- Requirement A -
Report each line of the entries below that contains the word "door", copying the line in full.

- Document -
***
Andy Wingo <wingo@igalia.com> skribis:

> On Sun 24 Nov 2019 18:54, Ludovic Courtès <ludo@gnu.org> writes:
>
>> It seems that if you ‘set!’ a public variable of a declarative module,
>> the change is visible to all the module users, but it’s not necessarily
>> visible to procedures within that module, presumably because they use an
>> inlined or specialized variant of that thing.
>>
>> I would have imagined that public bindings are considered mutable and
>> thus not subject to inlining; OTOH, that would obviously be a loss, so
>> the current approach makes sense.
>
> Right, I understand the frustration.  For what it is worth, I think we
> have the right default for what it means to be a declarative module, but
> I'm definitely open to having that conversation.

In C on GNU/Linux, if we have this in the same compilation unit:

  int foo () { … }
  int bar () { foo (); }

then ‘bar’ will not necessarily call the ‘foo’ that’s just above.  It’s
possible to replace ‘foo’ via loader tricks such as ‘LD_PRELOAD’.

That means that (1) ‘foo’ is not subject to inlining, and (2) which
‘foo’ ‘bar’ refers to is determined at load time.

So the semantics we have go somewhat further than this.  Not saying we
should follow C, but that’s what came to mind when thinking about the
pros and cons.

>> Anyway, it complicates a use case for me.  In Guix, we “mock” bindings
>> like so:
>>
>>   (define-syntax-rule (mock (module proc replacement) body ...)
>>     "Within BODY, replace the definition of PROC from MODULE with the definition
>>   given by REPLACEMENT."
>>     (let* ((m (resolve-interface 'module))
>>            (original (module-ref m 'proc)))
***
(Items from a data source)

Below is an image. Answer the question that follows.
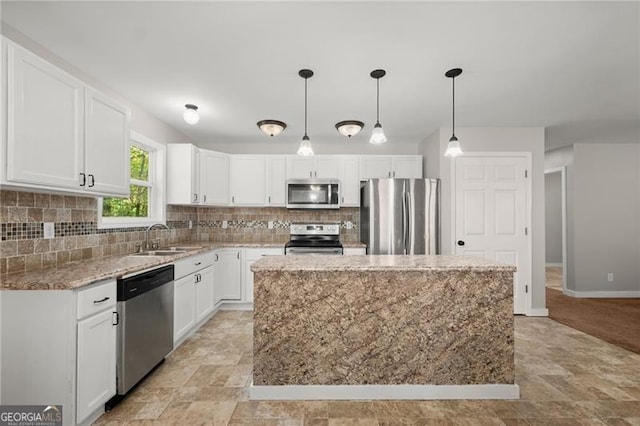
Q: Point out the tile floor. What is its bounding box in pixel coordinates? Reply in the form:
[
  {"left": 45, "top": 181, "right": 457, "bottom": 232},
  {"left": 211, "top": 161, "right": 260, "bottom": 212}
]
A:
[{"left": 97, "top": 311, "right": 640, "bottom": 425}]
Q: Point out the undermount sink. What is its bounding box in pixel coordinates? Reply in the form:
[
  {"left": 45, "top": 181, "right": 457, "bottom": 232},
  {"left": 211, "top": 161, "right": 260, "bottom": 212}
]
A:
[
  {"left": 131, "top": 246, "right": 203, "bottom": 256},
  {"left": 131, "top": 249, "right": 187, "bottom": 256}
]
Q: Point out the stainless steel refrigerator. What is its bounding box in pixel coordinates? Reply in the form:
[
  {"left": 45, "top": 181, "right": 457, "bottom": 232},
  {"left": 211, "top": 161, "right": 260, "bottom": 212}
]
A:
[{"left": 360, "top": 179, "right": 440, "bottom": 254}]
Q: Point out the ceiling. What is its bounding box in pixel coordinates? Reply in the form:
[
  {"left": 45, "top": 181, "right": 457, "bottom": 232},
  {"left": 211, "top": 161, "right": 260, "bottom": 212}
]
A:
[{"left": 1, "top": 1, "right": 640, "bottom": 148}]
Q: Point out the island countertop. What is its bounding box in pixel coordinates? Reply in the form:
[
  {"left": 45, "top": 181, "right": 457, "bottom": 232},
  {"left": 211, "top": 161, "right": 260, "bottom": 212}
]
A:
[{"left": 251, "top": 255, "right": 516, "bottom": 272}]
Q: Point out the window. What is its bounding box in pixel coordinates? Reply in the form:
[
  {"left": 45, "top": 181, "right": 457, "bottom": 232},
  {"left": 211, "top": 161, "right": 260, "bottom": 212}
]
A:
[{"left": 98, "top": 132, "right": 165, "bottom": 228}]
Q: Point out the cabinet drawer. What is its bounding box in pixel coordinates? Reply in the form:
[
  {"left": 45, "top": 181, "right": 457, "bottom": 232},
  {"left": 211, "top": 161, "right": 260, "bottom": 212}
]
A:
[
  {"left": 77, "top": 280, "right": 117, "bottom": 319},
  {"left": 174, "top": 252, "right": 214, "bottom": 280}
]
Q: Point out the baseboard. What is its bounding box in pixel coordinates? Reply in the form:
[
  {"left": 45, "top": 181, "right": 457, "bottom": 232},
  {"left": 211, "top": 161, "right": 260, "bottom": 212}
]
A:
[
  {"left": 564, "top": 289, "right": 640, "bottom": 299},
  {"left": 220, "top": 302, "right": 253, "bottom": 311},
  {"left": 249, "top": 384, "right": 520, "bottom": 401}
]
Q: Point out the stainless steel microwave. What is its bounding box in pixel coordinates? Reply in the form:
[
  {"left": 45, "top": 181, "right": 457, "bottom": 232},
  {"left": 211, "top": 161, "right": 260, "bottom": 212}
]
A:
[{"left": 286, "top": 179, "right": 340, "bottom": 209}]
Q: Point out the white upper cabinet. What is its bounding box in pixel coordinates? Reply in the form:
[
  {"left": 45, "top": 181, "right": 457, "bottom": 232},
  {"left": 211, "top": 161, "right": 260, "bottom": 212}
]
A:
[
  {"left": 267, "top": 155, "right": 287, "bottom": 206},
  {"left": 84, "top": 88, "right": 130, "bottom": 196},
  {"left": 287, "top": 155, "right": 340, "bottom": 179},
  {"left": 3, "top": 41, "right": 130, "bottom": 196},
  {"left": 360, "top": 155, "right": 422, "bottom": 180},
  {"left": 231, "top": 155, "right": 267, "bottom": 206},
  {"left": 199, "top": 149, "right": 229, "bottom": 206},
  {"left": 340, "top": 155, "right": 360, "bottom": 207},
  {"left": 167, "top": 143, "right": 201, "bottom": 204}
]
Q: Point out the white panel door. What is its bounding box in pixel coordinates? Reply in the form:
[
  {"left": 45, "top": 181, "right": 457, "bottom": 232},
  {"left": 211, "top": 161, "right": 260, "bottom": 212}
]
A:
[
  {"left": 7, "top": 43, "right": 84, "bottom": 190},
  {"left": 85, "top": 89, "right": 130, "bottom": 196},
  {"left": 455, "top": 156, "right": 531, "bottom": 314}
]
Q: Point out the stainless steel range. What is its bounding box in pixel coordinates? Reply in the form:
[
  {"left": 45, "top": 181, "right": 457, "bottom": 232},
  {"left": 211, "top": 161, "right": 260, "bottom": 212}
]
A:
[{"left": 284, "top": 223, "right": 342, "bottom": 255}]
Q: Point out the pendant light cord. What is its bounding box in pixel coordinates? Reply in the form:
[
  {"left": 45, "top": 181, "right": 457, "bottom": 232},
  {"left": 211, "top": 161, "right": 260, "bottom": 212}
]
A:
[
  {"left": 376, "top": 78, "right": 380, "bottom": 124},
  {"left": 451, "top": 77, "right": 456, "bottom": 136},
  {"left": 304, "top": 77, "right": 307, "bottom": 136}
]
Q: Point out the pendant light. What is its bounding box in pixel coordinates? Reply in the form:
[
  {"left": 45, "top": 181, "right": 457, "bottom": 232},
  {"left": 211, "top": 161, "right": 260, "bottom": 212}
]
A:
[
  {"left": 369, "top": 70, "right": 387, "bottom": 145},
  {"left": 257, "top": 120, "right": 287, "bottom": 137},
  {"left": 182, "top": 104, "right": 200, "bottom": 124},
  {"left": 297, "top": 69, "right": 313, "bottom": 156},
  {"left": 336, "top": 120, "right": 364, "bottom": 138},
  {"left": 444, "top": 68, "right": 462, "bottom": 157}
]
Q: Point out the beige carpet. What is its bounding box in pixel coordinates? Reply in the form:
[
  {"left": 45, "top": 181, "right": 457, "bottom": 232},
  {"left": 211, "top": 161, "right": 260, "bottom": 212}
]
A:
[{"left": 547, "top": 288, "right": 640, "bottom": 353}]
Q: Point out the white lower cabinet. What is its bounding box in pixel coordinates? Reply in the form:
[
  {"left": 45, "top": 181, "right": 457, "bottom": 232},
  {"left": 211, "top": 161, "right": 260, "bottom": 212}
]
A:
[
  {"left": 0, "top": 279, "right": 117, "bottom": 425},
  {"left": 76, "top": 306, "right": 116, "bottom": 423},
  {"left": 195, "top": 266, "right": 214, "bottom": 322},
  {"left": 173, "top": 252, "right": 214, "bottom": 349},
  {"left": 242, "top": 247, "right": 284, "bottom": 303},
  {"left": 214, "top": 248, "right": 242, "bottom": 303}
]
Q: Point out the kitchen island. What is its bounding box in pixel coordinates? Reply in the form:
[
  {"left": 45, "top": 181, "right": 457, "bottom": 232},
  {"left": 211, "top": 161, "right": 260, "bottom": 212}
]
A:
[{"left": 250, "top": 255, "right": 519, "bottom": 399}]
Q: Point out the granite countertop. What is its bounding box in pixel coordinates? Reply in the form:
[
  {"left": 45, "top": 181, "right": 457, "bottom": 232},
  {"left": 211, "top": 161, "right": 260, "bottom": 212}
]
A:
[
  {"left": 251, "top": 255, "right": 516, "bottom": 272},
  {"left": 0, "top": 241, "right": 283, "bottom": 290}
]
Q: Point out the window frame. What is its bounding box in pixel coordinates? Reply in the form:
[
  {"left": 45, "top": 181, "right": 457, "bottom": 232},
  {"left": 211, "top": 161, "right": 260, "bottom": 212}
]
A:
[{"left": 97, "top": 130, "right": 167, "bottom": 229}]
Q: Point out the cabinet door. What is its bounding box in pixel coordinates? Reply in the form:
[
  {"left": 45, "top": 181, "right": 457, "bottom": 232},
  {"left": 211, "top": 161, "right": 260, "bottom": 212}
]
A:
[
  {"left": 195, "top": 266, "right": 213, "bottom": 322},
  {"left": 7, "top": 43, "right": 84, "bottom": 191},
  {"left": 173, "top": 274, "right": 196, "bottom": 344},
  {"left": 76, "top": 309, "right": 116, "bottom": 423},
  {"left": 287, "top": 155, "right": 315, "bottom": 179},
  {"left": 360, "top": 155, "right": 392, "bottom": 180},
  {"left": 340, "top": 156, "right": 360, "bottom": 207},
  {"left": 200, "top": 149, "right": 229, "bottom": 206},
  {"left": 392, "top": 155, "right": 422, "bottom": 178},
  {"left": 166, "top": 143, "right": 201, "bottom": 204},
  {"left": 84, "top": 88, "right": 130, "bottom": 196},
  {"left": 267, "top": 156, "right": 287, "bottom": 206},
  {"left": 231, "top": 155, "right": 267, "bottom": 206},
  {"left": 313, "top": 156, "right": 340, "bottom": 179},
  {"left": 214, "top": 249, "right": 242, "bottom": 300}
]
***
- Requirement B -
For each statement, say yes or no to whether it agrees with the message above, and quote the words from the message that decide it. (i) In the C example, ‘foo’ can be replaced through loader tricks such as ‘LD_PRELOAD’. (ii) Which ‘foo’ ‘bar’ refers to is settled at compile time. (iii) The reply to Ludovic Courtès rules out any conversation about the default for declarative modules.

- Exercise answer A -
Q: Point out the white panel door. What is its bounding box in pixel coordinates? Reply in the form:
Q: Point out the cabinet door. What is its bounding box in pixel coordinates? Reply in the form:

- Exercise answer B -
(i) Yes: "It’s possible to replace ‘foo’ via loader tricks such as ‘LD_PRELOAD’."
(ii) No: "which ‘foo’ ‘bar’ refers to is determined at load time."
(iii) No: "I'm definitely open to having that conversation."